◆ **What is required**
Every entry has to be restated word for word.

◆ **Input for this task**
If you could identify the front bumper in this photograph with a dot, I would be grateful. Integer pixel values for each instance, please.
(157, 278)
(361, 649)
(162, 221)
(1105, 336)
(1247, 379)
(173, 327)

◆ **Output for this task**
If you could identify the front bumper in this photograph with a dot, I would be grateful. Integer pixel values for each instance, please.
(157, 278)
(361, 649)
(162, 221)
(1105, 336)
(1247, 379)
(173, 327)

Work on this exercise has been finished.